***** Page excerpt *****

Apple and Google Company

Different companies can vary in their operations, level of demand for their products, and type of products they produce. This term paper provides an analysis of Apple and Google Company. Apple produces tangible goods such as phones, computers, and tablets, whereas Google produces services for its customers. Both companies have managed to position themselves successfully in the market and have remained competitive over the years.

Apple Company

Product Description and Usage

Apple Inc. is a US based company that sells consumer electronics, computers, and software and provides related services (Apple Store, 2015). Apple mainly produces electronic devices used for communication purposes. The main products of Apple Inc. are iMac, iPod, iPhone, and its latest advanced product, iPad. Most of the products such as iPhone and iPad are used for communication purposes (Doyle, 2006). IMacs are used for computing services while iPods are used as storage devices for video and audio files. Apple Company has been very successful in innovation and creation of new products. The companys reputation for high-quality products has helped it to win customer loyalty and trust. However, it has been facing competition from Samsung, HP, Dell and other software producers. Lately, Apple Inc. has changed its operations from an innovative computer producer to a completely electronic company (Apple Store, 2015).

***** Input records *****

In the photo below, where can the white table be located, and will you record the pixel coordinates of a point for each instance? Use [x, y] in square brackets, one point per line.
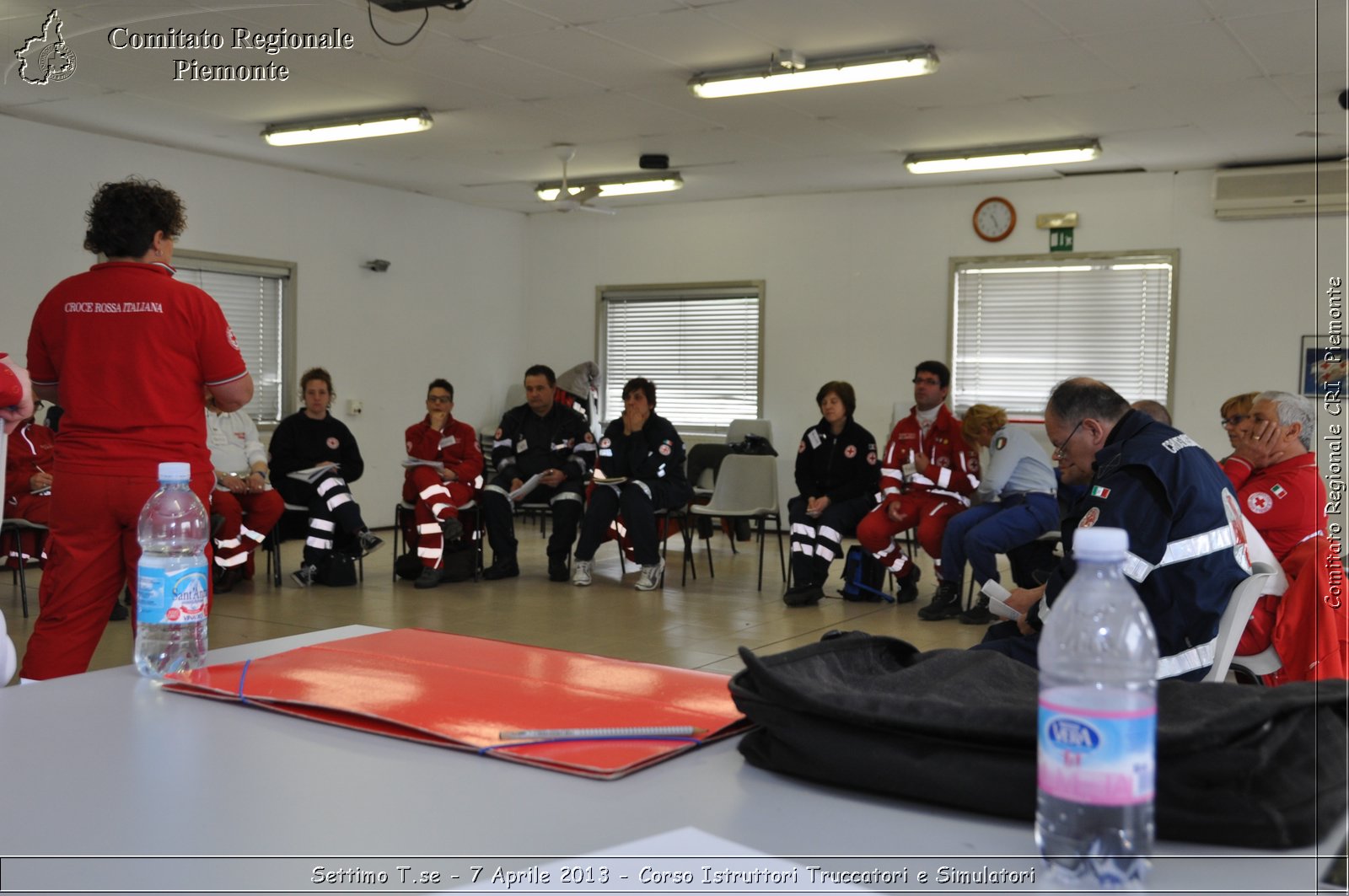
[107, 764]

*****
***** Input records *****

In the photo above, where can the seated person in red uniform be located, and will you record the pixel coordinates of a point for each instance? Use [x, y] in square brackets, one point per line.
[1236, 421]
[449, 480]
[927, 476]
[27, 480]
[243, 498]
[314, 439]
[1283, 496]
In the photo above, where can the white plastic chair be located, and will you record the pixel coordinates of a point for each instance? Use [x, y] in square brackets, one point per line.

*****

Task A. Reproduce the Apple and Google text in full, word for word.
Task B. Pick out each line of the records that contains the word "located" and copy those lines unchanged.

Complete output A.
Apple and Google Company

Different companies can vary in their operations, level of demand for their products, and type of products they produce. This term paper provides an analysis of Apple and Google Company. Apple produces tangible goods such as phones, computers, and tablets, whereas Google produces services for its customers. Both companies have managed to position themselves successfully in the market and have remained competitive over the years.

Apple Company

Product Description and Usage

Apple Inc. is a US based company that sells consumer electronics, computers, and software and provides related services (Apple Store, 2015). Apple mainly produces electronic devices used for communication purposes. The main products of Apple Inc. are iMac, iPod, iPhone, and its latest advanced product, iPad. Most of the products such as iPhone and iPad are used for communication purposes (Doyle, 2006). IMacs are used for computing services while iPods are used as storage devices for video and audio files. Apple Company has been very successful in innovation and creation of new products. The companys reputation for high-quality products has helped it to win customer loyalty and trust. However, it has been facing competition from Samsung, HP, Dell and other software producers. Lately, Apple Inc. has changed its operations from an innovative computer producer to a completely electronic company (Apple Store, 2015).

Complete output B.
In the photo below, where can the white table be located, and will you record the pixel coordinates of a point for each instance? Use [x, y] in square brackets, one point per line.
In the photo above, where can the seated person in red uniform be located, and will you record the pixel coordinates of a point for each instance? Use [x, y] in square brackets, one point per line.
In the photo above, where can the white plastic chair be located, and will you record the pixel coordinates of a point for each instance? Use [x, y] in square brackets, one point per line.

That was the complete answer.